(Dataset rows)
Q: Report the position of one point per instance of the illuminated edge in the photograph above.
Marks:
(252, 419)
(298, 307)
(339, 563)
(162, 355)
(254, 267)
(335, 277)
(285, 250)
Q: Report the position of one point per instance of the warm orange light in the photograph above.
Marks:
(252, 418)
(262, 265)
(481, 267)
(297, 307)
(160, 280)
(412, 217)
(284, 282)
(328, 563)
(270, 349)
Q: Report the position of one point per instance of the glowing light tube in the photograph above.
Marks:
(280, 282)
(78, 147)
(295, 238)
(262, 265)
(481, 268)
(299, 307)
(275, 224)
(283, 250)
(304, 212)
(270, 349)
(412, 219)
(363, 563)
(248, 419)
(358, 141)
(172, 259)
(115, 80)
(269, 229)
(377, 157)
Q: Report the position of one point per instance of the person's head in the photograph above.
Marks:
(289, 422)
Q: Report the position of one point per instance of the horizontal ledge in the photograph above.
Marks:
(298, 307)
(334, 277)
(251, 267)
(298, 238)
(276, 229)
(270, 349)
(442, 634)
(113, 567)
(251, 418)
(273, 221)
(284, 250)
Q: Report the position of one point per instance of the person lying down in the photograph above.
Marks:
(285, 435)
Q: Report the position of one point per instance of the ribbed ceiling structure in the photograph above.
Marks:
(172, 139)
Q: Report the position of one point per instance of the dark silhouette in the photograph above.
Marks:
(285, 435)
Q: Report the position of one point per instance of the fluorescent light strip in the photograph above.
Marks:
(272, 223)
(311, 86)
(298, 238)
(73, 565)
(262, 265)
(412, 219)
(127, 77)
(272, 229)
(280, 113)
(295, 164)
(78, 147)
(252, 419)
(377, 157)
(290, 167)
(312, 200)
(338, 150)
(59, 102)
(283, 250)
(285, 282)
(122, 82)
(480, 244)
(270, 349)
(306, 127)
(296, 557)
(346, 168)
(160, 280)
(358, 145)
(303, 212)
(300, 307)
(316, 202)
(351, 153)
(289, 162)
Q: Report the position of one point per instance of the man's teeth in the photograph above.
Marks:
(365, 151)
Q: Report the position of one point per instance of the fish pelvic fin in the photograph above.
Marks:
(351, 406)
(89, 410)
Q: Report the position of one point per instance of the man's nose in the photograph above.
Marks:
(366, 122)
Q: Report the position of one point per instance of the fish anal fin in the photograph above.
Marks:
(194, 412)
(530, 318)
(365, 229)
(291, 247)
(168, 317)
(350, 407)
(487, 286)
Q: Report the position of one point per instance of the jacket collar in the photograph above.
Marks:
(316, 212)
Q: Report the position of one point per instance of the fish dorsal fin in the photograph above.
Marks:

## [PROBLEM]
Give a word-for-word copy of the records.

## [SOLUTION TO THIS EXERCISE]
Q: Report the position of one point per instance of the illuminated edge in the photograph above.
Marks:
(252, 419)
(298, 307)
(339, 563)
(162, 355)
(254, 267)
(335, 277)
(285, 250)
Q: Report the position of one point per instance of the warm orange light in the photograph above.
Marks:
(252, 418)
(262, 265)
(481, 267)
(297, 307)
(160, 280)
(412, 217)
(284, 282)
(328, 563)
(270, 349)
Q: Report the position of one point per instance of the glowing light tube in the photograph above.
Marks:
(280, 282)
(78, 147)
(295, 238)
(262, 265)
(481, 268)
(299, 307)
(275, 224)
(283, 250)
(304, 212)
(270, 349)
(412, 219)
(363, 563)
(248, 419)
(358, 141)
(172, 259)
(115, 80)
(269, 229)
(377, 157)
Q: Report the position of one point per instance of the person's head in the photograph above.
Marks:
(289, 422)
Q: Report the position of one point per instance of the horizontal ledge in the photograph above.
Marks:
(298, 307)
(334, 277)
(251, 267)
(298, 238)
(276, 229)
(270, 349)
(442, 634)
(113, 567)
(251, 418)
(273, 221)
(284, 250)
Q: Report the position of one point per instance of the person lying down in the photograph above.
Marks:
(285, 435)
Q: Report the position of one point per instance of the ribbed ceiling structure in the photograph above.
Marks:
(172, 139)
Q: Report the position of one point per instance of the dark silhouette in the photograph above.
Marks:
(285, 435)
Q: Report the position of one point per instance of the fluorescent light strip in the photograph above.
Marks:
(272, 223)
(311, 86)
(298, 238)
(73, 565)
(262, 265)
(412, 219)
(127, 77)
(272, 229)
(280, 113)
(295, 164)
(78, 147)
(252, 419)
(377, 157)
(290, 167)
(312, 200)
(338, 150)
(59, 102)
(283, 250)
(285, 282)
(122, 82)
(480, 244)
(270, 349)
(306, 127)
(296, 557)
(346, 168)
(160, 280)
(358, 145)
(303, 212)
(300, 307)
(316, 202)
(351, 153)
(289, 162)
Q: Report the position of one point per instance of the man's teeth in the photograph above.
Marks:
(365, 151)
Q: Report the position of one point per instance of the fish pelvic fin in the photograph above.
Marks:
(351, 406)
(89, 410)
Q: Report the position of one point per instance of the man's nose in the photograph above.
Marks:
(366, 122)
Q: Report the position of one point per instance of the fish anal fin in the photograph above.
Marks:
(194, 412)
(530, 318)
(365, 229)
(291, 247)
(168, 317)
(350, 407)
(487, 286)
Q: Report the position of one point per instance of the jacket collar in the photograph above.
Marks:
(316, 212)
Q: Report the position of one point per instance of the fish dorsal fin in the photograph above.
Marks:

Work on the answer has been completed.